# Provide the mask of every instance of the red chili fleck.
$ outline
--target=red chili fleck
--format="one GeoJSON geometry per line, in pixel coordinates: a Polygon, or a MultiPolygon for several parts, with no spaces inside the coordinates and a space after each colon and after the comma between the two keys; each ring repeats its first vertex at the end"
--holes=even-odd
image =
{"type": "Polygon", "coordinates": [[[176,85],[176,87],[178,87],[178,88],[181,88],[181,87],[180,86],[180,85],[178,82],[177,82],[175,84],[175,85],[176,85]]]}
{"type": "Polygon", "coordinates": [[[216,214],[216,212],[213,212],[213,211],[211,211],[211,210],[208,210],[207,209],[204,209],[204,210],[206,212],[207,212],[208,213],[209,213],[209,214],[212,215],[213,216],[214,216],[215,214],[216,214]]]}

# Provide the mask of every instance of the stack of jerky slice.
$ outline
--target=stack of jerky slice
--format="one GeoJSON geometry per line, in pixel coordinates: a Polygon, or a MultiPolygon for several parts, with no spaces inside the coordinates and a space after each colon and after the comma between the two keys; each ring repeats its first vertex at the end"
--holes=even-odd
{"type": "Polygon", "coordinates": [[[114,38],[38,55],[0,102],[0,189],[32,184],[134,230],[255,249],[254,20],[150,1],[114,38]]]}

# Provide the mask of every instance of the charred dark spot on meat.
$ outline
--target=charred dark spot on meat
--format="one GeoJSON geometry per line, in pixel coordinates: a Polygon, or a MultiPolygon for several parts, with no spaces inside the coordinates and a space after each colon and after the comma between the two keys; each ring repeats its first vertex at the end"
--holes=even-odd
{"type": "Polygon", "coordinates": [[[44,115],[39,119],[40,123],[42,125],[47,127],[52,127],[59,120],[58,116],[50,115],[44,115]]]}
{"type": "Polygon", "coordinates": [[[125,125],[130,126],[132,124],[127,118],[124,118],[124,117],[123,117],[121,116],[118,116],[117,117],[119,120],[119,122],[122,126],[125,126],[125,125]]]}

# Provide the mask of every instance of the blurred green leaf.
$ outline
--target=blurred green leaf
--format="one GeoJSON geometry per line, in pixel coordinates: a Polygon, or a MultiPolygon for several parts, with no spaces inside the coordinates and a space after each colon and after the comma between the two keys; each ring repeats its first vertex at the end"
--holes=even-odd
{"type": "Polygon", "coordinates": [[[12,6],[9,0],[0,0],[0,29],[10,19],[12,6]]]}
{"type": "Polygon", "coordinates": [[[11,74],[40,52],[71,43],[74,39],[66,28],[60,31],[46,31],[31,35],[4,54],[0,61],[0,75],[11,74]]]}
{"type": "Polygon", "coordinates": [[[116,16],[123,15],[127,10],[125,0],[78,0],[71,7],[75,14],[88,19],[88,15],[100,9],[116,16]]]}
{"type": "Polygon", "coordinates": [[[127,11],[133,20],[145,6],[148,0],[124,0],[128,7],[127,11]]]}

○ ○ ○ ○

TASK TO COMPLETE
Reproduce every line of all the records above verbatim.

SOLUTION TO THE EXERCISE
# Provide the mask of every instance of the red chili fleck.
$ outline
--target=red chili fleck
--format="one GeoJSON geometry per line, in pixel coordinates: a Polygon, or a MultiPolygon for several parts, with no spaces inside the coordinates and a space after each colon and after the comma between the two keys; each ring repeats its first vertex at the end"
--holes=even-odd
image =
{"type": "Polygon", "coordinates": [[[176,85],[176,87],[178,87],[178,88],[181,88],[181,87],[180,86],[180,85],[178,82],[177,82],[175,84],[175,85],[176,85]]]}
{"type": "Polygon", "coordinates": [[[216,214],[216,212],[213,212],[213,211],[211,211],[211,210],[208,210],[207,209],[204,209],[204,210],[206,212],[207,212],[208,213],[209,213],[209,214],[212,215],[213,216],[214,216],[215,214],[216,214]]]}

# Provide the mask of every instance of the stack of jerky slice.
$ outline
--target=stack of jerky slice
--format="one GeoJSON geometry per line, in pixel coordinates: a Polygon, or a MultiPolygon for several parts, with no spaces inside the coordinates and a space after each colon and after the comma between the two keys; each ring repeats its first vertex at the end"
--holes=even-odd
{"type": "Polygon", "coordinates": [[[114,38],[38,55],[0,102],[0,189],[32,184],[134,230],[255,249],[254,20],[150,1],[114,38]]]}

# Provide the mask of every instance of the charred dark spot on meat.
$ outline
--target=charred dark spot on meat
--format="one GeoJSON geometry per line, in pixel coordinates: a Polygon, or a MultiPolygon for several parts, with no spaces inside the coordinates and a space after each colon and after the comma between the two keys; each ring repeats its first vertex at the end"
--holes=even-odd
{"type": "Polygon", "coordinates": [[[44,115],[39,119],[40,123],[42,125],[47,127],[52,127],[59,120],[58,116],[50,115],[44,115]]]}
{"type": "Polygon", "coordinates": [[[125,125],[130,126],[132,124],[127,118],[124,118],[124,117],[123,117],[121,116],[118,116],[117,117],[119,120],[119,122],[122,126],[125,126],[125,125]]]}

# Provide the mask of every instance of the blurred green leaf.
$ outline
--target=blurred green leaf
--format="one GeoJSON geometry per line, in pixel coordinates: a Polygon, or a MultiPolygon for several parts, with no spaces inside the coordinates and a space after each colon and after the comma between the two keys; each ring repeats its first vertex at the end"
--holes=even-odd
{"type": "Polygon", "coordinates": [[[12,6],[9,0],[0,0],[0,29],[10,19],[12,6]]]}
{"type": "Polygon", "coordinates": [[[11,74],[40,52],[71,43],[74,39],[66,28],[60,31],[46,31],[31,35],[4,54],[0,61],[0,75],[11,74]]]}
{"type": "Polygon", "coordinates": [[[116,16],[123,15],[127,10],[125,0],[78,0],[71,7],[75,14],[88,19],[88,15],[100,9],[116,16]]]}
{"type": "Polygon", "coordinates": [[[127,11],[133,20],[145,6],[148,0],[124,0],[128,7],[127,11]]]}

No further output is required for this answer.